GIVEN TASK:
Rewrite the part of the data that opens with the line containing "Query: rocky outcrop" and runs through the end of the data, keeping every line, the requests included. Scale each point coordinate in the answers by 2.15 and round it to a whole number, with halves rounding up.

DATA LISTING:
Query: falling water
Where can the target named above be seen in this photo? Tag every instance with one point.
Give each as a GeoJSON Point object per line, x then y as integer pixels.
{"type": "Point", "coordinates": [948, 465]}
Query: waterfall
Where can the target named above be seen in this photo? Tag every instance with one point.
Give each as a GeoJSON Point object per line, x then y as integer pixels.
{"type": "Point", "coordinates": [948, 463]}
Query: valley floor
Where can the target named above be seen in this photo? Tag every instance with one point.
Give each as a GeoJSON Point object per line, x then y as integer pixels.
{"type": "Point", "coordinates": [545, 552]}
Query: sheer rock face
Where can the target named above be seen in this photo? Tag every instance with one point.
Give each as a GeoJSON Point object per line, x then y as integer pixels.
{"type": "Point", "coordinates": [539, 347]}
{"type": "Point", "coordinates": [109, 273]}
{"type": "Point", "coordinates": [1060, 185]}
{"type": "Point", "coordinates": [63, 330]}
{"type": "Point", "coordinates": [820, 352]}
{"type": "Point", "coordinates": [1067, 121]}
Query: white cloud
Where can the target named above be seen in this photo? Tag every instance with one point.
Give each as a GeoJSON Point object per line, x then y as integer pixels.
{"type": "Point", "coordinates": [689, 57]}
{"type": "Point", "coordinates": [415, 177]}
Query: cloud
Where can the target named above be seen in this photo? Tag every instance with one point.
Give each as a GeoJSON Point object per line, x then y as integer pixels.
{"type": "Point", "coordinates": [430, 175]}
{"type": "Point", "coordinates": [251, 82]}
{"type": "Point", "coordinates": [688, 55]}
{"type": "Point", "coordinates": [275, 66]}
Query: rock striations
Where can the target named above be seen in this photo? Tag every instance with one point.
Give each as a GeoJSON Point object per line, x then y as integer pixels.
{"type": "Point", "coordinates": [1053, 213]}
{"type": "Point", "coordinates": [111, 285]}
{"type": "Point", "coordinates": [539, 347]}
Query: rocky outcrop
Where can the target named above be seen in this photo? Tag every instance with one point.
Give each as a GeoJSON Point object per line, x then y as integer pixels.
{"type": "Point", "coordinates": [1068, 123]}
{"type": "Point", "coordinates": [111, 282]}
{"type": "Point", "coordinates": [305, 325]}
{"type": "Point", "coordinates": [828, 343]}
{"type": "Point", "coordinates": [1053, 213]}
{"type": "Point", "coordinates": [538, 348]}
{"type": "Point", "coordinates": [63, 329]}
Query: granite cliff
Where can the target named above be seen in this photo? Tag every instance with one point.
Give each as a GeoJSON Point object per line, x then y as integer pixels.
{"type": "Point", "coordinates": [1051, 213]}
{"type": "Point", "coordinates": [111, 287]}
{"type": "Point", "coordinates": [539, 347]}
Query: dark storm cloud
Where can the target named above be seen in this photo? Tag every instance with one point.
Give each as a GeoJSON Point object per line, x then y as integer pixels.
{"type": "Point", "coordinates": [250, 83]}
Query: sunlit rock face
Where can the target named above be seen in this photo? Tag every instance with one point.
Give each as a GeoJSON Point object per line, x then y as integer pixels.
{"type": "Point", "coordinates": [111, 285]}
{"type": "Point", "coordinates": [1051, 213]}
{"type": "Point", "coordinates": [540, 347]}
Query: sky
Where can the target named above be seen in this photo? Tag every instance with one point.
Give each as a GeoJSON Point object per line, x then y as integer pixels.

ANSWER FOR THIS EXERCISE:
Query: rocky outcrop
Where can the target named above be seen in this photo? Tag every instance with one point.
Give each as a GeoJSON Point object per line, x then y as integer pixels.
{"type": "Point", "coordinates": [2296, 264]}
{"type": "Point", "coordinates": [239, 606]}
{"type": "Point", "coordinates": [656, 699]}
{"type": "Point", "coordinates": [1780, 737]}
{"type": "Point", "coordinates": [2264, 458]}
{"type": "Point", "coordinates": [1157, 748]}
{"type": "Point", "coordinates": [135, 707]}
Query: granite cliff
Where can the target named above be seen in this photo? Tag every instance with one point.
Give each as a GeoJSON Point object per line, x then y as integer pixels.
{"type": "Point", "coordinates": [2260, 458]}
{"type": "Point", "coordinates": [239, 617]}
{"type": "Point", "coordinates": [1159, 746]}
Query: dark storm cloud
Where can the target named above be seen in this photo? Tag every instance with one point.
Give each as a GeoJSON Point object per line, x then y as integer pixels.
{"type": "Point", "coordinates": [538, 178]}
Query: sunlit rock face
Where can the target named above be seen in this photo? Tag every instance with one point.
Give each as a GeoJSON Point object per line, x then y as integer pixels.
{"type": "Point", "coordinates": [239, 613]}
{"type": "Point", "coordinates": [2260, 458]}
{"type": "Point", "coordinates": [1161, 746]}
Query: sky
Where can the target named above be seen in this photo? Tag every instance with one point.
Give each as a GeoJSON Point object per line, x then y as integer pixels.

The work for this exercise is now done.